** Start of Source excerpt **
WM Market Reports
Complacency Over Client Reporting Cannot Continue - Senior Wealth Executives

Wealth industry figures recently gathered at the launch of a new research report by this publication to talk about improving how firms report to clients - and why the standards aren't yet good enough.
Improving client reporting may have sunk towards the bottom of
wealth managers’ to-do lists for fairly understandable reasons,
yet continued neglect is starting to look like a very dangerous
strategy indeed – that was the message from industry luminaries
gathered to launch this publication’s latest research paper,
Client Reporting – Regulatory Burden or Client Engagement
Tool?
Setting the scene was Chris Brown, wealth management and private
banking sector head at Computershare
Communication Services, who observed that in a
compliance-dominated landscape many institutions have lacked the
wherewithal – and will – to make enhancements. “Post-2008, the
wealth management world has been completely driven by regulation
and reporting has been seen as predominantly a regulatory piece
as the industry hasn’t previously had to consider too much how
well it engages with clients,” he said. “There’s been an attitude
of ‘let’s not fix what isn’t broken'.”
Not broken from a strictly regulatory perspective? Perhaps. But
our expert panel wasted no time in setting out why reporting is
often not delivering everything it should to clients, and the
multitude of business benefits complacent firms are failing to
capture by not recognising it as the powerful differentiator it
so clearly can be.
“As an industry, is reporting as good as it could be? The answer
is clearly no - you only have to look at clients’ frustrations to
see that,” said Tim Tate, head of customer experience for
Barclays UK, who
made it clear that obscure reporting is as much of an issue for
bankers as it is for clients, acting as a barrier to best
practice, better relationships and efficiency.
As Tate explained: “When you talk to clients, and to bankers, all
too often people are spending their time explaining facts rather
than having value-add conversations. Why are they doing that?
Because often the reporting is failing to deliver the key
messages to clients in a way that they can understand.
“Those key messages are: What have I got, how is it doing and how
much is it costing me? If you answer those three questions really
clearly you can get into those value-add conversations much
quicker, rather than spending half the meeting explaining the
latest statement. That’s obviously not working.”
Greg Davies, Head of Behavioural Science at Oxford Risk, put the
generally parlous state of client reporting down to the fact that
up until now it has never really been seen as a client engagement
tool. The industry’s left-brained mindset, alongside technical
and budgetary barriers, has cast a long shadow.
“Many reporting systems were designed a very long time ago simply
to play back a host of numbers, by people who are very
comfortable with numbers, working under the assumption that
everyone else also is and that’s what they want to see,” he
said.
Emotional intelligence
In Davies’ view, the sector must recognise that from a
behavioural perspective the information clients see on their
portfolio performance is “a primary driver of their emotional
state and therefore what they do next”; much mischief can come
from the “huge disconnect” he sees between the information played
back and that which is actually needed and useful.
“We as an industry tend to pump information in far too much
granularity and covering far too short timeframes at people whose
overall aim is growing their wealth in the long term,” he said.
“When there is a disconnect between the information we show and
clients’ objectives we are asking for an emotional response that
will inevitably lead to untoward investment behaviours.”
** End of Source excerpt **
** Start of Supplied material **
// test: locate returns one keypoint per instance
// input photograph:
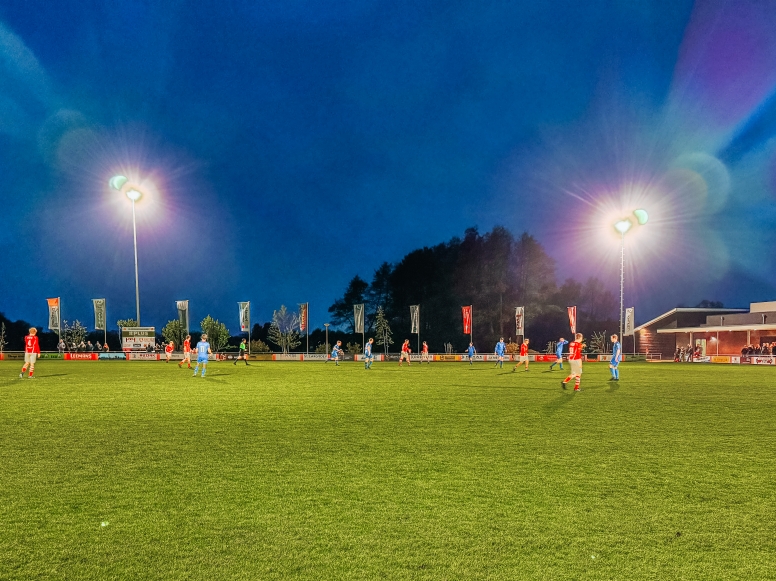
** End of Supplied material **
Written task - Proceed with the client reporting article, picking up right after its last sentence. The lines above are separate material and have no connection to the article.

Answer to this task -
Davies advocated a blurring of boundaries between reporting and
engagement as personalisation, in line with investors’ financial
personalities, to be brought to the fore: “At heart, wealth
managers’ reporting should be telling a client that their
portfolio is doing what it was intended to do – and presenting
information in such a way as to make them feel comfortable with
that so they stick with it.” Investors less sanguine about risk
should be reported to less frequently and at a higher-level than
those more comfortable with the markets’ ups and downs, for
example.
The personalisation of investment commentary was also a
significant theme, with Davies arguing that much of what is
typically provided is “useless or even harmful”, and Tate
exhorting firms to always think in terms of the client asking “So
what?” as they attempt to pick through reams of generic content.
As touched on during the debate and explored more deeply in the
report, the industry needs to be moving towards commentary
aligned with individual portfolios which is generated as
automatically as possible. Fintechs are working on these kinds of
capabilities now but, as Tate observed, they probably lie a long
way off for an industry still broadly grappling with legacy
systems.
A massive step further forward
In the view of Richard Charnock, CEO of Standard Life
Wealth, much of the industry has become stuck at the stage of
keeping pace with the regulatory requirements for reporting;
grappling with changes like MiFID II’s ex-ante and ex-post cost
disclosures, alongside the need to notify clients if their
portfolio falls by 10 per cent, will have made many firms –
particularly smaller ones – forget more substantive reporting
enhancements for the time being.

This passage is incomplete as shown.